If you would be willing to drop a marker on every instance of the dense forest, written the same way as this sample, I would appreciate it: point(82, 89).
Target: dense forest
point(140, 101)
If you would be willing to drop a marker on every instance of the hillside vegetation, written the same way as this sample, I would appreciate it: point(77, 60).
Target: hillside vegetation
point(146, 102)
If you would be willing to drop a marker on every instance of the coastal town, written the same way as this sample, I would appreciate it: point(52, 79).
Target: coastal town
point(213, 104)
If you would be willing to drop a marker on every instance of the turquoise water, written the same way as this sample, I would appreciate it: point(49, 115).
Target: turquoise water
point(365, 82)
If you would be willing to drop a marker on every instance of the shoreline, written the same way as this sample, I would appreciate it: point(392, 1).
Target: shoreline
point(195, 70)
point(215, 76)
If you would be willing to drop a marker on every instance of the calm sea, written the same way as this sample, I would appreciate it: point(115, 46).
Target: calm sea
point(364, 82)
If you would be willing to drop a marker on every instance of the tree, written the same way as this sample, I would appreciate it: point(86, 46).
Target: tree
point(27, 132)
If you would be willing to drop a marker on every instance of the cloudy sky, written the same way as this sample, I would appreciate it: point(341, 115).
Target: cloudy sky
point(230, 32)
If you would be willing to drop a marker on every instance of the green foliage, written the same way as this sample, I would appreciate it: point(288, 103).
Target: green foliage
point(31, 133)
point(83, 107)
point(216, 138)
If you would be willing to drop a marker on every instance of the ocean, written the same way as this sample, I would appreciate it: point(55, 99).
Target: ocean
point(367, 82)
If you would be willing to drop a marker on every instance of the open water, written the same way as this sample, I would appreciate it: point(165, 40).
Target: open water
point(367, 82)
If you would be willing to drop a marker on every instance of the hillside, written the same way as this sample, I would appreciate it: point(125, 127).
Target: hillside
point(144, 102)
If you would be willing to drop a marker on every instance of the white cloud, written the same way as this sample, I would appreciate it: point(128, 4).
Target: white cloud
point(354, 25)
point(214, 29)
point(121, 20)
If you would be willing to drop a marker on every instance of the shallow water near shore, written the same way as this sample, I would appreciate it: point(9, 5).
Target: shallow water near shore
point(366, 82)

┄┄┄┄┄┄┄┄┄┄

◆ WRITTEN EXERCISE
Rewrite the listing from its first line through the line containing "point(27, 132)", inclusive, changing each "drop a marker" to "place a pin" and leaving everything else intact.

◆ OUTPUT
If you would be willing to place a pin on every instance of the dense forest, written the same way as this sample, I would appreciate it: point(82, 89).
Target: dense forest
point(140, 101)
If you would be willing to place a pin on every instance of the hillside vegetation, written the same way as this sample, I would appreciate it: point(77, 60).
Target: hillside vegetation
point(146, 102)
If you would be willing to place a pin on every instance of the coastal town, written the same way as this sample, I would appreciate it: point(52, 79).
Target: coastal town
point(213, 104)
If you would be willing to place a pin on every instance of the turquoise water, written the same way as this sample, I would appreciate it: point(49, 115).
Target: turquoise water
point(365, 82)
If you would be willing to place a pin on every instance of the shoreline, written the same way as this sample, I would appreciate it: point(392, 1).
Target: shoreline
point(195, 70)
point(215, 76)
If you would be willing to place a pin on every instance of the calm sea, written the same way as this sample, I would appreciate it: point(115, 46).
Target: calm sea
point(364, 82)
If you would be willing to place a pin on every instance of the tree, written the same way as this sample, I would appreciate it: point(86, 46).
Target: tree
point(27, 132)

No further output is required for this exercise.